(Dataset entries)
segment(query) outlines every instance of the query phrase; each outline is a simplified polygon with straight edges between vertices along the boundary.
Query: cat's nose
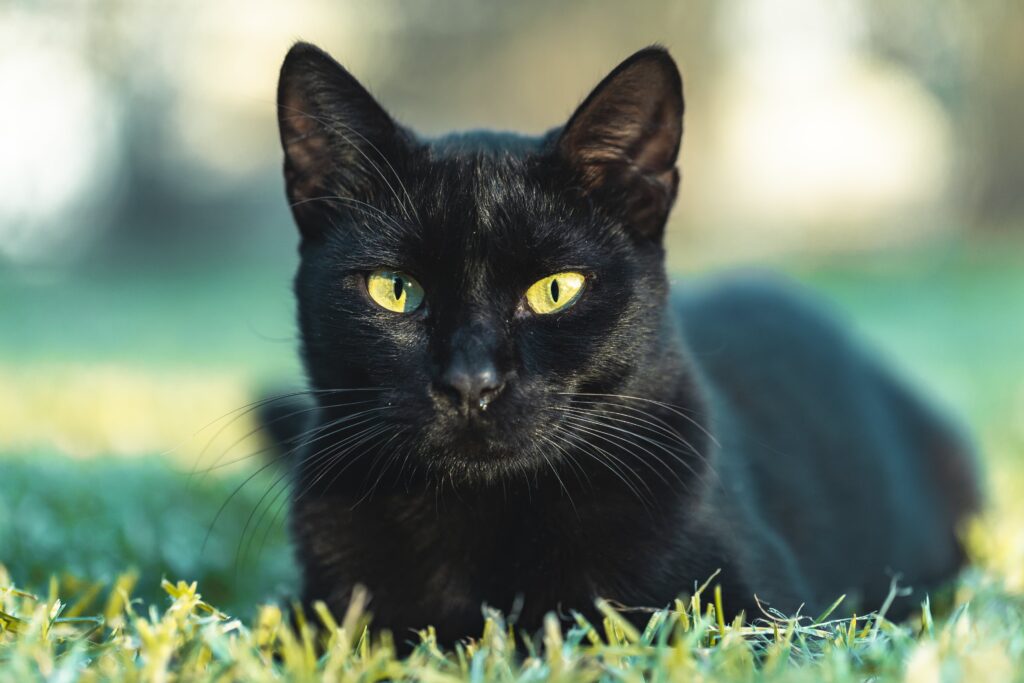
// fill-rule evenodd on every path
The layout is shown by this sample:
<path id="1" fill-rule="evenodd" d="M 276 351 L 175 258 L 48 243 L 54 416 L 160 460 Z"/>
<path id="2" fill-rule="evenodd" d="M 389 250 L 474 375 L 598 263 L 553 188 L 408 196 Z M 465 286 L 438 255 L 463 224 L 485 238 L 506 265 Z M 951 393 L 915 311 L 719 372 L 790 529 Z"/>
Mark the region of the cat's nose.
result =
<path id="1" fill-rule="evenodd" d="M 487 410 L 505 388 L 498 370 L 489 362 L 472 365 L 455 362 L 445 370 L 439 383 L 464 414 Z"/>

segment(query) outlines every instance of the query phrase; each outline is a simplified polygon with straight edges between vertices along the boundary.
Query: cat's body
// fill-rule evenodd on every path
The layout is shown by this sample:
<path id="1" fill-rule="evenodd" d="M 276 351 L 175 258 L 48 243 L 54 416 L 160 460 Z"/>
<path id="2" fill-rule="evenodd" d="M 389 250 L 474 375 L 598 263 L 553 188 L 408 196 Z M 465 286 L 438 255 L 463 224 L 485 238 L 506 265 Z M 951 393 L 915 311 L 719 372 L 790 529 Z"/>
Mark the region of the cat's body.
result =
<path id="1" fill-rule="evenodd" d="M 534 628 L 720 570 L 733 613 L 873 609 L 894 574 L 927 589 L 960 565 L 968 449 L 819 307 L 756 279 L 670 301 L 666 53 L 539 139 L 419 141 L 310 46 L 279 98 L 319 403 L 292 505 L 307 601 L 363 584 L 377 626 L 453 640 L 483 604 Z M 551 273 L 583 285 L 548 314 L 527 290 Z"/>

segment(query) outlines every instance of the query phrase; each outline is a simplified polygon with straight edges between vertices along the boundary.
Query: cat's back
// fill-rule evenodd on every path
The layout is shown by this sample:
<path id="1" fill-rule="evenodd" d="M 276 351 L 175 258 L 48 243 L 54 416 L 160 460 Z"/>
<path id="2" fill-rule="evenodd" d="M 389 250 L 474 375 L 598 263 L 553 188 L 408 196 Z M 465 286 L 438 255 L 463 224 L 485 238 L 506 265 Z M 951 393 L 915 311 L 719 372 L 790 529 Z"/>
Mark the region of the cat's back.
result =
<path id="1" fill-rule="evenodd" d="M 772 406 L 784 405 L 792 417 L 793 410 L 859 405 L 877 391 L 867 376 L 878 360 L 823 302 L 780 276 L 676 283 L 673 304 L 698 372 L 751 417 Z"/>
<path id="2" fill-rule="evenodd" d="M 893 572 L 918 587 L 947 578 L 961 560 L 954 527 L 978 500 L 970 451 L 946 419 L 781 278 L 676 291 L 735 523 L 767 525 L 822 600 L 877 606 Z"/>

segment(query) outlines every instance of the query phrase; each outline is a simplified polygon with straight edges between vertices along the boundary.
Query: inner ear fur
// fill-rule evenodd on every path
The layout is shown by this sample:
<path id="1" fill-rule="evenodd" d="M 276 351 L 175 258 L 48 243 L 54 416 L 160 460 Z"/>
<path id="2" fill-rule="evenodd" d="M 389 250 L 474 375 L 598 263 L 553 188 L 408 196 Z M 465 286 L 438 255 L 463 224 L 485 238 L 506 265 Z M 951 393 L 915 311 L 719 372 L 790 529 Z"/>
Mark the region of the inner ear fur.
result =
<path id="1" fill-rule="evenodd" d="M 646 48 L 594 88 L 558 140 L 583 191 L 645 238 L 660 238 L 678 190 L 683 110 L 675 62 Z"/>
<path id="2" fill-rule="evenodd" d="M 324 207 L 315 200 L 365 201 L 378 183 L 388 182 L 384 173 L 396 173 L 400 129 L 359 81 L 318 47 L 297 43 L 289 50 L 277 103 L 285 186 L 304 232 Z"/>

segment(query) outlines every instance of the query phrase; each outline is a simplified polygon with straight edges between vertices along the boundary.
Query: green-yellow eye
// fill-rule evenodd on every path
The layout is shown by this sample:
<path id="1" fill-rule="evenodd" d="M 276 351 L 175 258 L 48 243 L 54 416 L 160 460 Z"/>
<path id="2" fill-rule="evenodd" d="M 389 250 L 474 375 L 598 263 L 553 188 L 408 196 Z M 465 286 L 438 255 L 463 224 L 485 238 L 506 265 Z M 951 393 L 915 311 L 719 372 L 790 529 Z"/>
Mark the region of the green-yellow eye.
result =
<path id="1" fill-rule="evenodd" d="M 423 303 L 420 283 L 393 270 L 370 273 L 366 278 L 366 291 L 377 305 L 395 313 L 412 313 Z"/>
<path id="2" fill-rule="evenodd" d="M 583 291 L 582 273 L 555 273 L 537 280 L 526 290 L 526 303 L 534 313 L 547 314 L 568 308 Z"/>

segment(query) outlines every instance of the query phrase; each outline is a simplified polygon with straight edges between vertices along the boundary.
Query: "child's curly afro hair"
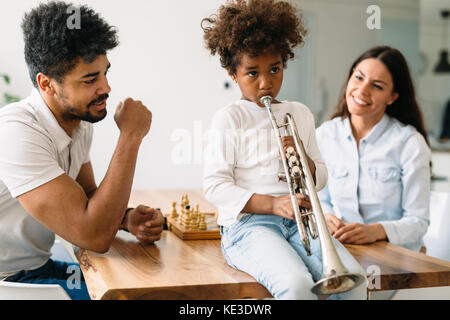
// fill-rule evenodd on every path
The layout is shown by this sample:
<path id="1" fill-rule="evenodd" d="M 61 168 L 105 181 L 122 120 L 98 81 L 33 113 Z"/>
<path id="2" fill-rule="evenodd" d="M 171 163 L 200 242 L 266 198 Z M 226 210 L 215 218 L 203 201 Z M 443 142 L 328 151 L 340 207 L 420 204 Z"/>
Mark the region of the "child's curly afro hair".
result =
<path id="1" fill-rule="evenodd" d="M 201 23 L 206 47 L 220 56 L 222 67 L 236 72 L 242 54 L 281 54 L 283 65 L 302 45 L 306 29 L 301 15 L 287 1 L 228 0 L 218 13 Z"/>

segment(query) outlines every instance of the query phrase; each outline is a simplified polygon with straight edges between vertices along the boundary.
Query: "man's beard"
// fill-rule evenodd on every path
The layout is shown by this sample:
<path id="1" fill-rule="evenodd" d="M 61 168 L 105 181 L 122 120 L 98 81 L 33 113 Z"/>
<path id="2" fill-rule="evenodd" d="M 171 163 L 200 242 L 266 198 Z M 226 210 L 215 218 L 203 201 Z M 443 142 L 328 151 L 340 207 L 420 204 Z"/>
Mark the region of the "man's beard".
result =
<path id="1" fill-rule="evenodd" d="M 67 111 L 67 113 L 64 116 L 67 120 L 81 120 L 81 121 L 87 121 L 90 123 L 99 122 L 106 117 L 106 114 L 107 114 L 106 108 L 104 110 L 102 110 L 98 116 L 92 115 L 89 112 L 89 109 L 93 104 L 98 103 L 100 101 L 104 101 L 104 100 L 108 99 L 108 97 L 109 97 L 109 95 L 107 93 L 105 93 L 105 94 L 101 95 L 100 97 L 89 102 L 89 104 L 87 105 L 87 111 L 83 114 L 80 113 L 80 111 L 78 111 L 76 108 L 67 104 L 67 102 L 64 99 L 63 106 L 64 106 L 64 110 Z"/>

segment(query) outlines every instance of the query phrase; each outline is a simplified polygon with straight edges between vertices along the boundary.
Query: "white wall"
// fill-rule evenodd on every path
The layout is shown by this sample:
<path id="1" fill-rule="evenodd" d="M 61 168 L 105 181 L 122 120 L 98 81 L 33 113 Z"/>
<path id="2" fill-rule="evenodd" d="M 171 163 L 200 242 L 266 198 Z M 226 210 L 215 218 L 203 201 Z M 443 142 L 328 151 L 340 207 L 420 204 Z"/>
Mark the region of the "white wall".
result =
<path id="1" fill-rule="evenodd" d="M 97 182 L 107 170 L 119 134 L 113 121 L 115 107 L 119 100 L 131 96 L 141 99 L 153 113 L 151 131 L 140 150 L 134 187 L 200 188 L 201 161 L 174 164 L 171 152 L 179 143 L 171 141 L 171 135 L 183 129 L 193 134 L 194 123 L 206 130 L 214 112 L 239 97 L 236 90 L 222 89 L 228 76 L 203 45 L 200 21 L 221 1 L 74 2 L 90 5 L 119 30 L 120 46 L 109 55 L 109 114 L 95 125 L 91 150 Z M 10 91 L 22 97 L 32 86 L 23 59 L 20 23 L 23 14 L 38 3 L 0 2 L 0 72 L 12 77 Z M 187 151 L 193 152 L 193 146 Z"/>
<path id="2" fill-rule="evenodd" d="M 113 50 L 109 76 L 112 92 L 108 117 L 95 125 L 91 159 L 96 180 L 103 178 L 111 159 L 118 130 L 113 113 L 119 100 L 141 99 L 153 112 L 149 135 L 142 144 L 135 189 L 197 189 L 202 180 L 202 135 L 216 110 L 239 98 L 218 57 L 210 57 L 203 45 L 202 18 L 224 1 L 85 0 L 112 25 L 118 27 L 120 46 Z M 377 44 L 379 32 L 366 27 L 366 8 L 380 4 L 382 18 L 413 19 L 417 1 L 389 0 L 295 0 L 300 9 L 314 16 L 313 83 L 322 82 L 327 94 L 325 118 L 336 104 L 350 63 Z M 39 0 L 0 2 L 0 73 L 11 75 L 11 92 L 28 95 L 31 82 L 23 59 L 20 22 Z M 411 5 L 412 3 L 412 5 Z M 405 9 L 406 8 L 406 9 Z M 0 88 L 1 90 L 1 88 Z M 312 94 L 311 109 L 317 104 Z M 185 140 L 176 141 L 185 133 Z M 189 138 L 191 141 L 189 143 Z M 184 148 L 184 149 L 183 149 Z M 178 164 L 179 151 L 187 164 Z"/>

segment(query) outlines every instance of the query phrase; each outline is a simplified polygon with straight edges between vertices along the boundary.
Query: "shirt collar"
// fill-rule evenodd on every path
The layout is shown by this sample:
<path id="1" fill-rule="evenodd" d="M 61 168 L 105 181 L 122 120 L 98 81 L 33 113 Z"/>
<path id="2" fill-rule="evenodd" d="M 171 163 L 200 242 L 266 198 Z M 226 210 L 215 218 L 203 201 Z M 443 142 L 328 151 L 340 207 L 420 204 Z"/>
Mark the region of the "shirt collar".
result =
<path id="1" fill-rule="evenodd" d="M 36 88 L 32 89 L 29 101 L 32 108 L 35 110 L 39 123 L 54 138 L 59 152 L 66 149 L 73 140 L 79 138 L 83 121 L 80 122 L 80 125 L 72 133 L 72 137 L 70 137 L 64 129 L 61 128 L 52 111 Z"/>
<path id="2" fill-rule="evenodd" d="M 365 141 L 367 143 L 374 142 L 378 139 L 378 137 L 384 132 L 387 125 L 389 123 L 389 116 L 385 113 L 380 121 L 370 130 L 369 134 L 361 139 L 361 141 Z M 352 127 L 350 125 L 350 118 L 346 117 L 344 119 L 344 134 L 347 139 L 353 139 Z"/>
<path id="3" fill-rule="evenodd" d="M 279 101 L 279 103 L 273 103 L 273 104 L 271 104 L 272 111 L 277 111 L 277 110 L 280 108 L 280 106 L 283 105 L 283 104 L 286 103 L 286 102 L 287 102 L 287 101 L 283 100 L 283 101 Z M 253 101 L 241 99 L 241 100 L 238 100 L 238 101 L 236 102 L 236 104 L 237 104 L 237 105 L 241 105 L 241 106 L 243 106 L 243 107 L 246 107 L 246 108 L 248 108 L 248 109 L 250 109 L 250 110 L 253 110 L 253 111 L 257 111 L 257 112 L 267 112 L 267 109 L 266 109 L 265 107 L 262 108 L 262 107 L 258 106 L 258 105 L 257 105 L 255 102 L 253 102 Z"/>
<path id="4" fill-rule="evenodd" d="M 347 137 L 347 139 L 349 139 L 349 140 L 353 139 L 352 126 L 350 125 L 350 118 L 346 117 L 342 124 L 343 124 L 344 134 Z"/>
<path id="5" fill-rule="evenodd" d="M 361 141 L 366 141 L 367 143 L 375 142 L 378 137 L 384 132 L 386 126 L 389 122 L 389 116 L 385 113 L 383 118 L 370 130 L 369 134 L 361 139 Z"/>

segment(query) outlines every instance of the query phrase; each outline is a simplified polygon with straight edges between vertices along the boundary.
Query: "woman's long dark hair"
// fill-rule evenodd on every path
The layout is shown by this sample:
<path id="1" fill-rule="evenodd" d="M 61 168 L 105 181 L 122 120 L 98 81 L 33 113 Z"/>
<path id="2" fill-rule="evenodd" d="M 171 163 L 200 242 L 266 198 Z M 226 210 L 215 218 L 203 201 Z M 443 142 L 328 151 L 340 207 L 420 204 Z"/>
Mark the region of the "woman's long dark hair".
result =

Your task >>
Quote the records above exactly, from the first line through the line containing "Mark the region of the cat's body.", and leave out the pictures.

Answer space >>
segment(query) outlines every instance of the query phrase; each outline is a simplified polygon with straight edges between vertices along the boundary.
Query: cat's nose
// fill-rule evenodd on every path
The layout is shown by this sample:
<path id="1" fill-rule="evenodd" d="M 276 351 L 175 258 L 48 243 L 54 416 L 160 460 Z"/>
<path id="2" fill-rule="evenodd" d="M 389 250 L 474 375 L 598 263 L 553 188 L 408 196 Z M 465 286 L 438 255 L 463 224 L 485 238 L 506 265 Z M 951 393 L 915 311 L 719 372 L 790 529 Z"/>
Mark the region of the cat's nose.
result =
<path id="1" fill-rule="evenodd" d="M 487 410 L 505 388 L 498 370 L 489 362 L 472 365 L 455 362 L 445 370 L 439 383 L 464 414 Z"/>

segment(query) outlines every instance of the query phrase; each outline is a simplified polygon with straight edges between vertices along the boundary.
Query: cat's body
// fill-rule evenodd on every path
The layout is shown by this sample:
<path id="1" fill-rule="evenodd" d="M 276 351 L 175 258 L 48 243 L 54 416 L 160 460 Z"/>
<path id="2" fill-rule="evenodd" d="M 389 250 L 474 375 L 598 263 L 553 188 L 408 196 Z M 465 286 L 438 255 L 463 224 L 485 238 L 506 265 Z M 951 393 L 915 311 L 719 372 L 790 529 Z"/>
Mark the region of the cat's body.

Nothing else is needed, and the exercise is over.